**GIVEN PASSAGE**
---+---

So far this decade, natural disasters are estimated to have affected around 181 million people per year worldwide. This figure doesn’t include conflict, industrial accidents, or public health emergencies, so the true scale of disruption is likely far higher.
In most crises, governments, non governmental organisations, and occasionally private industry mobilise quickly. According to the United Nations, the most immediate survival needs are food, water, shelter, and healthcare, while additional requirements such as sanitation, education, protection, and infrastructure follow in later phases. But across every phase of response and recovery, one requirement underpins them all. Power.
Without electricity, clean water cannot be pumped, hospitals cannot operate at scale, communications fail, and reconstruction stalls. Energy isn’t just a secondary input to humanitarian response. It’s the system that allows all others to function. This is where battery energy storage systems (BESS) move from being a technical upgrade to becoming core humanitarian infrastructure.

---+---

**DATASET EXCERPTS**
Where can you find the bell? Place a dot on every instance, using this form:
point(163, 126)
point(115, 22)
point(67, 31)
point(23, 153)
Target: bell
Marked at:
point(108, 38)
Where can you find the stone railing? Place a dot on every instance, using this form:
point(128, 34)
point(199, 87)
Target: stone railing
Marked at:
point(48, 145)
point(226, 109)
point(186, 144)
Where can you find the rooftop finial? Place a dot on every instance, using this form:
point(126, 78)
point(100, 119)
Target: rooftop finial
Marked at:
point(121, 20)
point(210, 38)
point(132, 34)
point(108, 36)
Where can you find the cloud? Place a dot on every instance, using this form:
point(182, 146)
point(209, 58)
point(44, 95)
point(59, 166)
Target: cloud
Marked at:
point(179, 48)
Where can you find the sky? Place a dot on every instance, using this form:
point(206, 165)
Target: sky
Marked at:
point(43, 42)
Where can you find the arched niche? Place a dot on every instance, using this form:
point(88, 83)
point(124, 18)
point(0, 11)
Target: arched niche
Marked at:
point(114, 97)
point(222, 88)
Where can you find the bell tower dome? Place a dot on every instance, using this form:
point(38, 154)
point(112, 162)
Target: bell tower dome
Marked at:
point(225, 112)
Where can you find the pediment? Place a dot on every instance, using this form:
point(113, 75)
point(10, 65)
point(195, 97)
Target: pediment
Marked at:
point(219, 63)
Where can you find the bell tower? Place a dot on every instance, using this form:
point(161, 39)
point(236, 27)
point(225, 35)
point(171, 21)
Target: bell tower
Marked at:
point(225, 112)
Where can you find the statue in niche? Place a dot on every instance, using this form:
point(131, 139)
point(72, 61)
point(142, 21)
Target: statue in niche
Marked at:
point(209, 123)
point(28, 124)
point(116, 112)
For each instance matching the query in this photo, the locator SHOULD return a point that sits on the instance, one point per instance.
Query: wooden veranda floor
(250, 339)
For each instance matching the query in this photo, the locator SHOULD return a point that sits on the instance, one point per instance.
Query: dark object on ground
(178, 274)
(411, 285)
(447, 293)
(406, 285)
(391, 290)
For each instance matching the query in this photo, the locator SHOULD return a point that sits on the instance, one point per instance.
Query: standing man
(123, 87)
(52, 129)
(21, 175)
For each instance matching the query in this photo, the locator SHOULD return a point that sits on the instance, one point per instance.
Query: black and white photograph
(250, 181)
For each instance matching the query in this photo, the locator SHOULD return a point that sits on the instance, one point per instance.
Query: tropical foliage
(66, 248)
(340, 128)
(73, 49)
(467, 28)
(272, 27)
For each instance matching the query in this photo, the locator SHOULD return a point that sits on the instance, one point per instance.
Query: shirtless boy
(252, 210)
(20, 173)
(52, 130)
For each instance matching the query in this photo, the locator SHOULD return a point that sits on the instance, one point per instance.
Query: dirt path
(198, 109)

---+---

**PROBLEM TO SOLVE**
According to the passage on disaster response, why is the true scale of disruption likely far higher than 181 million people a year? Answer in one to three sentences.

**TASK OUTPUT**
The figure of around 181 million people a year counts only those affected by natural disasters. It leaves out conflict, industrial accidents, and public health emergencies, so the real disruption is likely much larger.